**Text excerpt**
It can be appreciated that the events can be any possible event associated with the endpoint application. For example, steps A) through E) illustrate an event that is not linked to a user action. In this example, new content that is automatically provided to the endpoint 14 is received at step A), which invokes a new content event, which in turn causes the event to access the associated AWOM object to obtain the AWOM message at step B). The AWOM message, as before, is sent to the AWOM interpreter, which then instructs native API to vibrate the phone to notify the user that new content is available. As such, it can be appreciated that AWOM provides a flexible solution to handle both user driven events and non-user driven events to handle interactivity associated with the endpoint application. The EML document enables the static structures to be defined and the AWOM objects 92 handle dynamic events to update or load new views, etc.
This solution allows a great deal of flexibility between client and server and the format provided by way of example below uses objective messaging which can be embedded inside EML specifications.
In this example, there are three aspects to the AWOM protocol, namely API reference, action reference, and parameter list by name. The API reference denotes the target API related to the message. The following formats can be used:
[APIName]—enables the message to be routed to the API specified.

**Parts of the exercise**
1. In the AWOM protocol passage, what three aspects make up the protocol in the example given?
2. Carry on writing the AWOM protocol passage from where it stops.
The data isn't needed for this.

**Record extracts**

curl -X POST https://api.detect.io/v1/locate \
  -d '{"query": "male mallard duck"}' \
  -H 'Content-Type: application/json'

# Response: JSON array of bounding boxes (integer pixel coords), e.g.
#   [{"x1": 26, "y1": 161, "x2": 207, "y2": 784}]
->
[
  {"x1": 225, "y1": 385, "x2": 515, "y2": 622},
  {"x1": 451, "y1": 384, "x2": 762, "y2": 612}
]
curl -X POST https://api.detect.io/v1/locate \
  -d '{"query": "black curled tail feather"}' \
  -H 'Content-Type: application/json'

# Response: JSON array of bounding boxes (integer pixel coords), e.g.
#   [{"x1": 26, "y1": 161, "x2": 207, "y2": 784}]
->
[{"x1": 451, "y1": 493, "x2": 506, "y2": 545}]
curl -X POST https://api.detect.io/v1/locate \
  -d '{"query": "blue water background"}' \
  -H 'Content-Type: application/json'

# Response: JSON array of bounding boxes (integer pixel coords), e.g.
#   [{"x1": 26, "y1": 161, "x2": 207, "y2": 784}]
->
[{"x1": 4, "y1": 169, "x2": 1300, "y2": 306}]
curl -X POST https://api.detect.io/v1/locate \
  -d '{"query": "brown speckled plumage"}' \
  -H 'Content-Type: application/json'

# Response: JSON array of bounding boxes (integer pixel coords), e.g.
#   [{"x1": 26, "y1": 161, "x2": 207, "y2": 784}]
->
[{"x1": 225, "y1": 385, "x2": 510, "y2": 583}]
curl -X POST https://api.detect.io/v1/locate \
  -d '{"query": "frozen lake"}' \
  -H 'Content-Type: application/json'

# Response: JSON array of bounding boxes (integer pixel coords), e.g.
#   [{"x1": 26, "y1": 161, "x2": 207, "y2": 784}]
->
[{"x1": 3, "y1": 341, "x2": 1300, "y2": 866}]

**Answers for this exercise**
1. API reference, action reference, and parameter list by name.

2.
[@all]—enables the message to be delivered to all APIs registered with the AWOM interface. Generally this kind of a call would be used in a system wide shutdown or events that affect all (or most) aspects of the application.
[@this]—enables the message to be routed to the API of the caller. For example, if the caller is a button field, the message would be routed to the calling button or handling.
[@field_—12]—denotes that the message should be routed to the API of the field with the ID=12 (in this example).
The action reference denotes the action that should be taken on the target API. The action should be denoted by the name of the action, i.e. doSomething. The Parameter list by name specifies a list of parameters to pass with the action. This aspect can use any suitable delimiter and in this example uses a colon-delimiter, i.e. paramA=‘1’: paramB=‘2’.
To send a message to all registered AWOM APIs to record their usage statistics, the following message can be used: [@all persistAnalytics];. To load a new view to the device display, the call may look like the following: [ViewLoader loadView: id=‘02347’];. To make a callback function call, i.e. to indicate that you want the caller object to invoke API in its own instance, the following message could be used: [@this update Title:text=‘Updated Title’:fontStyle=‘bold’]. To make nested calls, the following message provides an example of how to do so: [@this updateTitle:text=[DataStore getUsername: userID=‘123’]];.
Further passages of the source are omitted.